C’est vrai en Afghanistan où nous travaillons la main dans la main. C’est vrai en Afrique où la coopération entre l’Angleterre et la France dans bien des domaines est une coopération exemplaire. Sur l’ensemble du territoire africain et, évidemment, là où il y a des crises. Ce qui d’ailleurs s’est manifesté matériellement par la présence britannique et l’appui britannique dans l’opération Artémis en Ituri. Il y a donc là, si vous le voulez, tout un ensemble de données qui justifient une confiance renforcée, renouvelée, cordiale, entre nos deux pays. Et c’est bien cela notre objectif, c’est ce qui a été en cause entre nous aujourd’hui. Je vous le dirais très franchement : tout à l’heure, je vais repartir à Paris heureux des entretiens que nous avons eus ici avec le Premier ministre britannique, ses ministres et ses collaborateurs et je l’en remercie à nouveau.

M. BLAIR - Merci Jacques, merci de l’expression des sentiments que je partage pleinement.

QUESTION - Il me semble qu’il y a eu un échange de cadeaux : Monsieur le Président, pourriez-vous nous dire si ce qui se passe en Iraq en particulier la définition d’une date pour le transfert de souveraineté vers aux Iraquiens, pourra permettre au Premier ministre de mieux expliquer à son fils Leo, pourquoi la Grande-Bretagne a participé à la guerre ?

LE PRÉSIDENT - C’est gentil d’avoir parlé de Leo, pour lequel, chacun sait que j’ai une grande affection, et j’ai été très sensible au fait que ce matin, avant de parler de tout autre chose, le Premier ministre m’a remis à titre personnel, une photo signée par Leo lui-même, à moi, dédicacée, ce qui m’a fait particulièrement plaisir. Naturellement, je ne saurais préjuger de ce que dira le Premier ministre à son fils le moment venu, ni d’ailleurs des questions que son fils lui posera.

Ce que je veux dire, en revanche, c’est que la situation n’est pas facile, c’est vrai. Je crois que la nouvelle orientation que semblent adopter nos amis américains, c’est-à-dire une orientation vers un transfert de souveraineté et le transfert de responsabilités que cela implique, au peuple iraquien, cette nouvelle orientation me semble en toute hypothèse, la bonne.

Néanmoins, puisque vous me demandez mon sentiment, je trouve, pour dire la vérité, qu'elle me semble prévue sur une période de temps un peu longue et elle me semble relativement incomplète, dans la mesure où le rôle qui, à mon avis, doit être déterminant pour que les Iraquiens eux-mêmes l'acceptent moins mal, le rôle de l'ONU n'est pas précisé ou insuffisamment précisé. Donc je crois que nous sommes sur une voie positive mais encore insuffisante et incomplète. Voilà mon sentiment.

→ **Données enregistrées**

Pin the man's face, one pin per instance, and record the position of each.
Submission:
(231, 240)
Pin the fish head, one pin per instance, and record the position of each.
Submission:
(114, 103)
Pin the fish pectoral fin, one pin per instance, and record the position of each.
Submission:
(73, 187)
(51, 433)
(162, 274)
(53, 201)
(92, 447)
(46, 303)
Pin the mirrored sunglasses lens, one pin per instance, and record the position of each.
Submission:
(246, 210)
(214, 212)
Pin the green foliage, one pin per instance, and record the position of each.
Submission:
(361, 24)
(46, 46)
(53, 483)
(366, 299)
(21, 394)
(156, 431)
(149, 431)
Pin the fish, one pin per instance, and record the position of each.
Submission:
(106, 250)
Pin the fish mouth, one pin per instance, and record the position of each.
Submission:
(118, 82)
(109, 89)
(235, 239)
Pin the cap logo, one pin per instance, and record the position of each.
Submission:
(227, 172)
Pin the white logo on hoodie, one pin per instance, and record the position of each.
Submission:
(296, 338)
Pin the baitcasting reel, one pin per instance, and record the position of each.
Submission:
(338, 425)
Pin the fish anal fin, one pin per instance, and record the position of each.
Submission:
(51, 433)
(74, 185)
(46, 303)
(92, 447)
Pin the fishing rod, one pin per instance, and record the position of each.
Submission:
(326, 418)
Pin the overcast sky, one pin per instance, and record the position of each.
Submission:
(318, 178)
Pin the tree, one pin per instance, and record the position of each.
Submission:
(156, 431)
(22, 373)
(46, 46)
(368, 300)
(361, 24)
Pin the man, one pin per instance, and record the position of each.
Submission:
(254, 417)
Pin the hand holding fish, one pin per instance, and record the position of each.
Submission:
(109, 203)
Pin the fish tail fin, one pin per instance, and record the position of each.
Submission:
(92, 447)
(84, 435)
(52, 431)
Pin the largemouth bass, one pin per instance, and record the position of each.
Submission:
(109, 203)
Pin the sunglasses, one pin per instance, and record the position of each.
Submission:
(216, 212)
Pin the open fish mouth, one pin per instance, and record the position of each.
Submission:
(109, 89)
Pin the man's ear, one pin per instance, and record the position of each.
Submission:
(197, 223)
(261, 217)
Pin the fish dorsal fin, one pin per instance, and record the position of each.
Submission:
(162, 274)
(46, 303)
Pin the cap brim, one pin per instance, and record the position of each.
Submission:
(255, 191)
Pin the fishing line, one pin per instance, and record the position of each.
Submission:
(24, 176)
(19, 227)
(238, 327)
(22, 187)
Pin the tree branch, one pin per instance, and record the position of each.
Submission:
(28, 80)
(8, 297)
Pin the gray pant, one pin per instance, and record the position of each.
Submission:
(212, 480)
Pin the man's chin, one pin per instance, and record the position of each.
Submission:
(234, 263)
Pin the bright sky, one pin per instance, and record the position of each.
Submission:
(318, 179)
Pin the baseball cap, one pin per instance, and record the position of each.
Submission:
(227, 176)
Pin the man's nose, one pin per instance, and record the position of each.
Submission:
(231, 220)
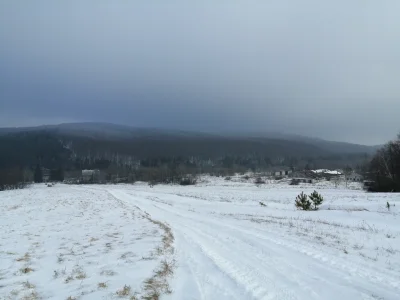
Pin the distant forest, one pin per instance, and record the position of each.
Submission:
(154, 156)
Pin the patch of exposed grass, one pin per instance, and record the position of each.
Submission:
(81, 275)
(26, 257)
(26, 270)
(124, 292)
(31, 296)
(102, 285)
(28, 285)
(108, 273)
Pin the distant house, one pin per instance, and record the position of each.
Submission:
(296, 181)
(90, 175)
(354, 177)
(282, 172)
(46, 174)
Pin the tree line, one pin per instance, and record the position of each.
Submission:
(384, 168)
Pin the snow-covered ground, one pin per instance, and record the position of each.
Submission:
(210, 241)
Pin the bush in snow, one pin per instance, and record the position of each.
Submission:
(316, 199)
(310, 202)
(259, 180)
(302, 202)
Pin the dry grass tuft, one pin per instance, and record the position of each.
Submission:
(108, 273)
(26, 270)
(31, 296)
(28, 285)
(81, 275)
(26, 257)
(124, 292)
(167, 269)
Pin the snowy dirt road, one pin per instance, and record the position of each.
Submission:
(228, 246)
(224, 257)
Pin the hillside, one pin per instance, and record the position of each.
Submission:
(55, 145)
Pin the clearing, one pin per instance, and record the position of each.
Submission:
(209, 241)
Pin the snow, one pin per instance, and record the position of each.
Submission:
(326, 171)
(226, 245)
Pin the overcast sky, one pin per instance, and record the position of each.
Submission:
(330, 70)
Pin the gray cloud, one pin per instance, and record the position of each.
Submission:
(312, 68)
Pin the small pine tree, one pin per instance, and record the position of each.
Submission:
(316, 199)
(38, 176)
(302, 202)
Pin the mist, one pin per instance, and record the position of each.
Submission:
(328, 70)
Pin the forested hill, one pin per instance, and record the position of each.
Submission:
(63, 145)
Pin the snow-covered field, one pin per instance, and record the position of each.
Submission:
(209, 241)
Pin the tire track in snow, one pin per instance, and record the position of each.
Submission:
(268, 268)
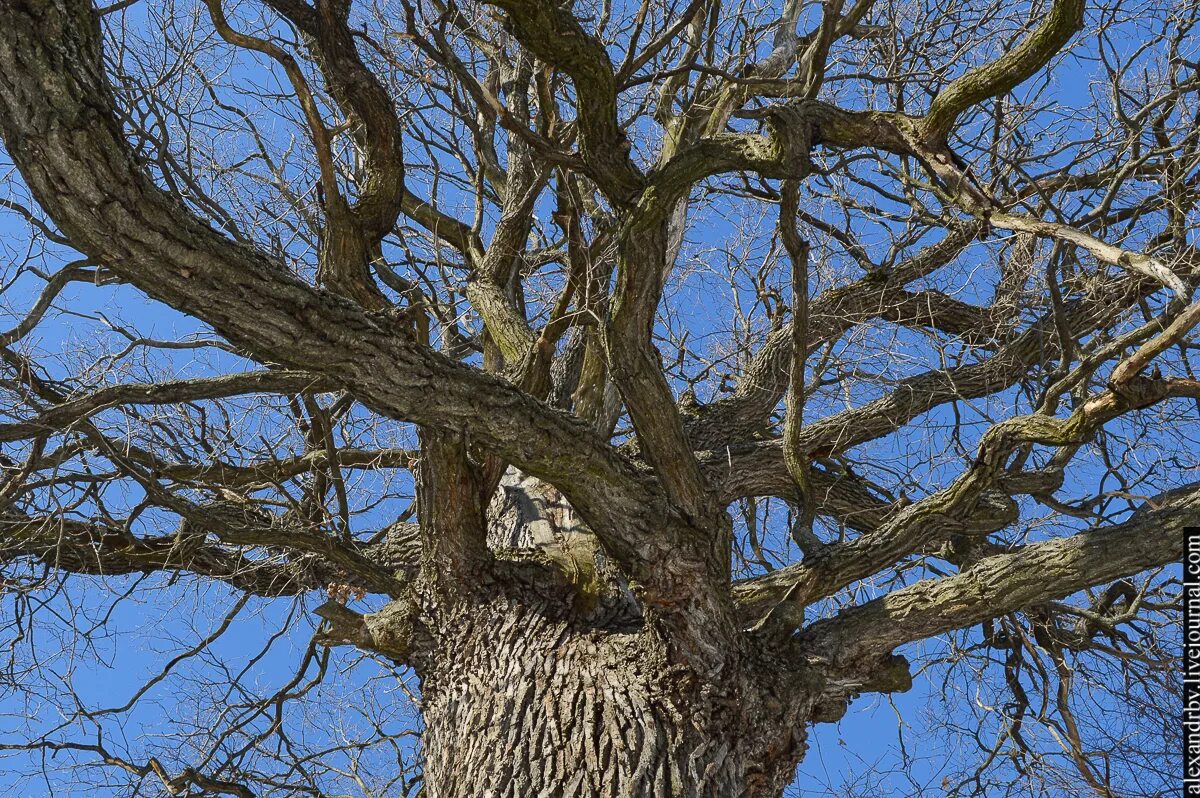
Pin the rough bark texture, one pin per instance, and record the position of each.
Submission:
(569, 604)
(595, 712)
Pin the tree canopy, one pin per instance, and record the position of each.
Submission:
(732, 359)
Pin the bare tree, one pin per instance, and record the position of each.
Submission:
(641, 378)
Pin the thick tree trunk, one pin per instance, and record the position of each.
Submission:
(529, 705)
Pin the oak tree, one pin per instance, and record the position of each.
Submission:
(647, 378)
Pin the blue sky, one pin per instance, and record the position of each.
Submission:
(139, 625)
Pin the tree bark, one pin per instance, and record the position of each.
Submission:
(525, 701)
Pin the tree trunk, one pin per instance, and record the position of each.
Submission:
(526, 703)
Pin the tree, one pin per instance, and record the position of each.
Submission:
(444, 261)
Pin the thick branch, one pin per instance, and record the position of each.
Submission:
(1037, 574)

→ **Série d'exercices**
(A) Relevez dans l'extrait tous les noms de lieux (pays, continent, région ou ville), chacun une seule fois et dans leur ordre d'apparition.
(B) Recopiez le passage de l'extrait qui va de « LE PRÉSIDENT - C’est » à « fils lui posera. ».
Les données enregistrées forment un ensemble distinct de l'extrait.

→ **Réponses attendues**
(A) Afghanistan, Afrique, Angleterre, France, Ituri, Paris, Iraq, Grande-Bretagne

(B)
LE PRÉSIDENT - C’est gentil d’avoir parlé de Leo, pour lequel, chacun sait que j’ai une grande affection, et j’ai été très sensible au fait que ce matin, avant de parler de tout autre chose, le Premier ministre m’a remis à titre personnel, une photo signée par Leo lui-même, à moi, dédicacée, ce qui m’a fait particulièrement plaisir. Naturellement, je ne saurais préjuger de ce que dira le Premier ministre à son fils le moment venu, ni d’ailleurs des questions que son fils lui posera.